OBJECTIVE :: Convert every line of all the entries below into a JSON list of strings, with one string per line. Skip blank lines and leave the pictures out.

Records from a data collection:
--------

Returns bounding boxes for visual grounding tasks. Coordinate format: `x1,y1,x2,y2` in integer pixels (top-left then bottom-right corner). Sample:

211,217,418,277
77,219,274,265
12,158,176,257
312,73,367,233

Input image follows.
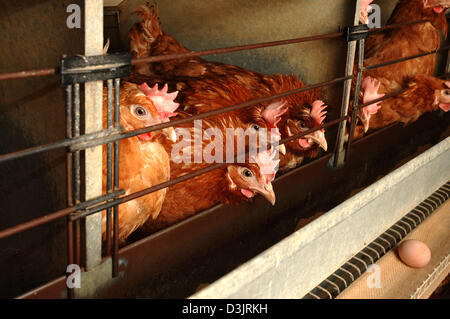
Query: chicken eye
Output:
243,169,253,177
131,105,149,119
134,107,147,116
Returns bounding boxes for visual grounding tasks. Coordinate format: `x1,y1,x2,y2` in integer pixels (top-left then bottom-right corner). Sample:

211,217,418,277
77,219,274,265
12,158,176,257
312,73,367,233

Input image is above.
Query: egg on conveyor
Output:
398,239,431,268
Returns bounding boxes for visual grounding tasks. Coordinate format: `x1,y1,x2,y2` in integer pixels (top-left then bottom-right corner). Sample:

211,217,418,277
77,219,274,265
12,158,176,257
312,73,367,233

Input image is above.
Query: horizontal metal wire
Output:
0,20,430,81
362,45,450,71
0,68,59,81
0,128,120,163
0,17,440,239
0,76,353,163
0,190,125,239
0,117,347,239
131,32,344,65
71,117,347,220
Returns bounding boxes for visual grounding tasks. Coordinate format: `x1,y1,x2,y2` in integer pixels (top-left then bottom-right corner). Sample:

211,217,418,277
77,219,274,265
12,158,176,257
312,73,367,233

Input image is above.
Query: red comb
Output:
253,148,280,183
261,101,287,127
139,83,180,122
310,100,327,126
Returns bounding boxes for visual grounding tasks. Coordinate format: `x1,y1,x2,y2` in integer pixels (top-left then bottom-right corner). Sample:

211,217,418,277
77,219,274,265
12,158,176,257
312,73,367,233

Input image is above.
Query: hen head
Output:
120,82,178,142
227,149,279,205
280,100,328,157
434,81,450,112
423,0,450,14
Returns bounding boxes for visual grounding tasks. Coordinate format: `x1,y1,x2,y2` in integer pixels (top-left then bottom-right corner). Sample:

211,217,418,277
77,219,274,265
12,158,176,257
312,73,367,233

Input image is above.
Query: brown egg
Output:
398,239,431,268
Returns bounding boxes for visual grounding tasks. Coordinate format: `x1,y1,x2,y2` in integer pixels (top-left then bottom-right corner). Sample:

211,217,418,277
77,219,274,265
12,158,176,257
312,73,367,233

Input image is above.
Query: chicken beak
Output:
358,110,370,133
162,127,178,143
253,183,276,206
278,144,286,155
304,130,328,152
425,0,450,9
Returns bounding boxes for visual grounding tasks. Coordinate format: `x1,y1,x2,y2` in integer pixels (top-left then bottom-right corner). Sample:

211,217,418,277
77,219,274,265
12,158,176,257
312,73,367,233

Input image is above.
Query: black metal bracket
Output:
344,24,370,42
61,53,131,85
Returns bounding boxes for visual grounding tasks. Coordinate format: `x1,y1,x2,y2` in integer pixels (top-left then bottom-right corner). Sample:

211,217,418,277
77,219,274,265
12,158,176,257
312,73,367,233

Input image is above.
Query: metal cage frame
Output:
0,0,450,298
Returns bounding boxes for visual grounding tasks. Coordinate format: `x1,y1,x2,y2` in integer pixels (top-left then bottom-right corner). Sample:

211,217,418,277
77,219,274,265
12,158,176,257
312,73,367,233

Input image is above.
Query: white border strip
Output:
190,137,450,298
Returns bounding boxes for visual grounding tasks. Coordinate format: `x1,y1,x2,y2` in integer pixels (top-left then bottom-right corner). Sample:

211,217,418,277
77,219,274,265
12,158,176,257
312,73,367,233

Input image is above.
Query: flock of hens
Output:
103,0,450,243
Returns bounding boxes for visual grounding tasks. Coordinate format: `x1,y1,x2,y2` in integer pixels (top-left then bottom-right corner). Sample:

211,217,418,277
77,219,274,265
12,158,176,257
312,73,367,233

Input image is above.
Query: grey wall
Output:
0,0,83,297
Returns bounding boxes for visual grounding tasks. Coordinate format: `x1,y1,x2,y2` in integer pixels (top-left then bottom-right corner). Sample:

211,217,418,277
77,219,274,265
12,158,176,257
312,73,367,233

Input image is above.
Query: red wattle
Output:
433,6,444,13
439,103,450,112
138,133,152,141
298,138,312,148
241,188,255,198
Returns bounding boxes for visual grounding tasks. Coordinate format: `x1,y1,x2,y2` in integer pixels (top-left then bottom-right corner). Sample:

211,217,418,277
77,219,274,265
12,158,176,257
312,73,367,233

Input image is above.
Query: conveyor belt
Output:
303,181,450,299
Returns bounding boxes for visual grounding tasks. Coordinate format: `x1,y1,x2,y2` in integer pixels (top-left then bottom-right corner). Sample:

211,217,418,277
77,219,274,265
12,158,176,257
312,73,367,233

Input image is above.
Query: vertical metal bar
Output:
345,39,365,161
106,79,113,255
333,0,361,168
112,79,120,277
83,0,103,271
73,83,81,265
66,85,74,299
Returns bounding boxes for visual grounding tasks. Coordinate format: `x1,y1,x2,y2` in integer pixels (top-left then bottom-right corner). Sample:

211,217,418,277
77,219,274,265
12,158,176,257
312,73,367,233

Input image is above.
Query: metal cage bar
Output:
0,0,450,297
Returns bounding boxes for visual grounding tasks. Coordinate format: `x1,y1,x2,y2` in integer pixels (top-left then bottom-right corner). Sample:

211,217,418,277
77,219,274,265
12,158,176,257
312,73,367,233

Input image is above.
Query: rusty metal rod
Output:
345,39,365,161
0,68,59,81
362,45,450,71
112,79,120,277
0,112,347,239
66,85,75,299
0,190,125,239
71,117,347,220
131,32,344,65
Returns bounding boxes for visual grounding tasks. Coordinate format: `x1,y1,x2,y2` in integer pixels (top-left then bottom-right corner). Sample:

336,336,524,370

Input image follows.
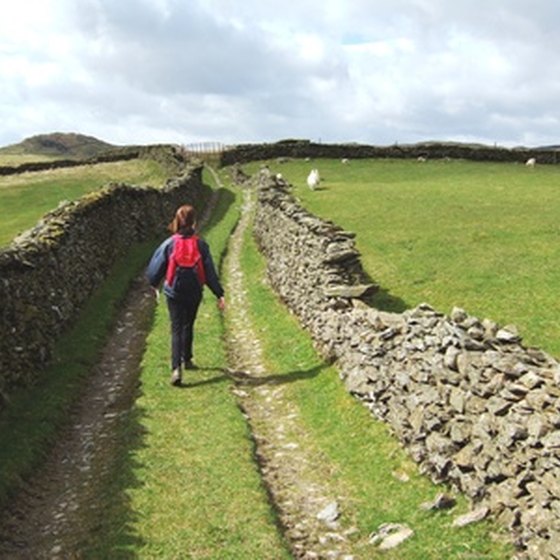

--------

SOLUTION TO THIS EXERCISE ::
[
  "Returns bounding boxes for visual grounding tasks. Coordinate format: `x1,y1,x2,y2` in integer pixels (top-left then bottom-right corner). Sample:",
  "211,217,418,277",
  "77,219,274,265",
  "12,158,176,257",
  "312,73,367,233",
  "Input image follows.",
  "Query: chicken eye",
  "Output:",
  "243,169,253,177",
  "131,105,149,119",
  "134,107,147,116",
  "Returns bounding boxes for visual grounding tasks. Coordinate format: `x1,y1,x2,y2` in integer pixels (top-left then bottom-right corner). Sample:",
  "211,217,418,277",
  "77,219,274,265",
  "12,158,176,257",
  "312,73,367,233",
  "Input image is above.",
  "Query: egg on conveyor",
  "Output:",
  "398,239,431,268",
  "Returns bounding boxes for visual grounding tasks. Coordinate format: `x1,y1,x2,y2` in integer pixels (top-left then bottom-right corner). Sample:",
  "211,217,418,277",
  "77,219,274,265",
  "12,158,176,257",
  "312,73,367,233",
  "Input image is above.",
  "Query: horizontal metal wire",
  "Output:",
  "0,20,430,81",
  "362,45,450,71",
  "0,68,59,81",
  "0,128,120,163",
  "0,17,440,239",
  "0,76,353,163",
  "0,190,125,239",
  "0,117,347,239",
  "131,32,344,65",
  "71,117,347,220",
  "Returns bounding boxes for visual grounding tasks. Coordinate format: `x1,y1,x2,y2` in integer pixels (top-left then bottom-right corner). Sample:",
  "211,217,418,277",
  "77,219,274,265",
  "12,158,176,257",
  "312,73,367,233",
  "Input image is above.",
  "Query: red comb",
  "Output:",
  "253,148,280,183",
  "261,101,287,127",
  "139,83,180,122",
  "310,100,327,126",
  "Returns bounding boxes for visual grounding tasks. Coordinate format: `x1,y1,x2,y2` in integer pixels (top-left then bottom-right corner). Sample:",
  "211,217,418,277",
  "77,219,274,265",
  "12,158,176,257",
  "312,73,367,233",
  "Input image is above.",
  "Query: hen head",
  "Output:",
  "120,82,178,142",
  "227,149,279,205",
  "280,100,328,157",
  "434,81,450,112",
  "423,0,450,14",
  "Returns bounding boxes for visual grounding tasks. Coordinate format: `x1,y1,x2,y2` in integer pixels (top-left then bottom-right corner). Sample:",
  "211,217,418,277",
  "77,219,274,265",
  "12,158,176,257",
  "312,73,367,233",
  "Input image is above.",
  "Query: brown egg",
  "Output:",
  "398,239,431,268",
  "Returns bounding boxes for visual grounding tasks. Coordinate format: `x1,y1,x2,y2` in integer pixels (top-left then bottom-right corner). Sample:",
  "211,217,418,277",
  "77,219,274,265",
  "12,158,176,257",
  "312,73,367,233",
  "Input image is above.",
  "Query: chicken beak",
  "Output:",
  "358,110,370,133",
  "162,127,178,143",
  "253,183,276,206",
  "278,144,286,155",
  "304,130,328,152",
  "425,0,450,9",
  "Returns bounding boxes for visual grounding tasks. Coordinate format: `x1,y1,x2,y2` in integer pixels (top-left then bottom-right corner). Sample:",
  "211,217,418,277",
  "77,219,274,265",
  "12,158,176,257",
  "312,73,367,233",
  "Input image is above.",
  "Query: black metal bracket",
  "Output:",
  "344,24,370,42",
  "61,53,131,85",
  "Returns bounding boxes for visual grounding tasks. Coordinate format: `x1,y1,x2,y2` in integer pixels (top-left then bottom-right corner). Sample:",
  "211,217,418,277",
  "77,219,274,265",
  "12,158,176,257",
  "312,73,367,233",
  "Input image is above.",
  "Query: metal cage frame",
  "Output:",
  "0,0,450,298",
  "Returns bounding boxes for visual grounding tasks. Coordinate format: `x1,y1,x2,y2` in integer pixels (top-left then bottom-right corner). Sample:",
  "211,217,418,277",
  "77,219,274,265",
  "12,158,176,257",
  "312,73,367,233",
  "Input image is above.",
  "Query: white border strip",
  "Output:",
  "190,137,450,298",
  "Returns bounding boxes for visual grounding tasks. Coordinate format: `x1,y1,x2,y2` in integer pixels (top-left then bottom-right corner). Sample:",
  "211,217,418,277",
  "77,219,274,265",
  "12,158,176,257",
  "312,73,367,233",
  "Input image is above.",
  "Query: flock of hens",
  "Output:",
  "103,0,450,243",
  "Returns bounding boxes for visual grounding tasks. Coordinate format: `x1,y1,x2,y2` in integer pixels (top-left then bottom-right corner). Sample:",
  "211,217,418,277",
  "77,219,274,265",
  "12,158,176,257",
  "312,73,367,233",
  "Input image is above.",
  "Query: grey wall",
  "Output:",
  "0,0,83,297",
  "Returns bounding boxes for visual grounding tasks. Coordinate format: `x1,y1,x2,y2` in integer pixels (top-left then bottom-right corner). Sample:",
  "211,217,418,277",
  "77,219,274,265",
  "12,158,176,257",
  "312,73,367,233",
  "Input image is above.",
  "Query: red wattle",
  "Output:",
  "433,6,444,13",
  "439,103,450,112",
  "138,133,152,141",
  "298,138,312,148",
  "241,188,255,198",
  "Returns bounding boxes for visual grounding tasks. Coordinate format: `x1,y1,x2,y2` in integer pixels (top-left then bottom-right corner). Sample:",
  "211,217,418,277",
  "77,219,274,265",
  "12,158,176,257",
  "312,73,367,233",
  "Input image is above.",
  "Query: conveyor belt",
  "Output:",
  "303,181,450,299",
  "Returns bounding boxes for visual grounding tasks. Coordinate format: `x1,y1,x2,y2` in integer pixels (top-left then bottom-right corner). Sample:",
  "211,217,418,277",
  "77,219,274,265",
  "12,158,176,257",
  "312,73,367,233",
  "Input image is above.",
  "Query: vertical metal bar",
  "Output:",
  "345,39,365,161",
  "106,79,113,255",
  "333,0,361,168",
  "112,79,120,277",
  "83,0,103,271",
  "73,83,81,265",
  "66,85,74,299",
  "Returns bounding boxes for visual grounding tasks. Coordinate format: `x1,y1,x2,y2` in integer pixels (top-left then bottom-right corner). Sample:",
  "211,217,418,277",
  "77,219,274,265",
  "12,158,176,257",
  "312,73,367,233",
  "Input image is above.",
  "Query: metal cage bar",
  "Output:",
  "0,0,450,297",
  "Returns bounding boxes for visual grounding tasks. Coordinate format: `x1,y1,x2,y2` in integer pixels (top-left then bottom-right corner). Sample:",
  "211,217,418,277",
  "77,219,274,265",
  "12,158,176,257",
  "312,73,367,233",
  "Input image is above.",
  "Query: rusty metal rod",
  "Output:",
  "345,39,365,161",
  "0,68,59,81",
  "362,45,450,71",
  "112,79,120,277",
  "0,112,347,239",
  "66,85,75,299",
  "0,190,125,239",
  "71,117,347,220",
  "131,32,344,65",
  "Returns bounding boxes for visual grounding tasks. Coordinate format: `x1,y1,x2,y2` in integer pixels (top-left then bottom-right corner). Sample:",
  "336,336,524,370",
  "Input image follows."
]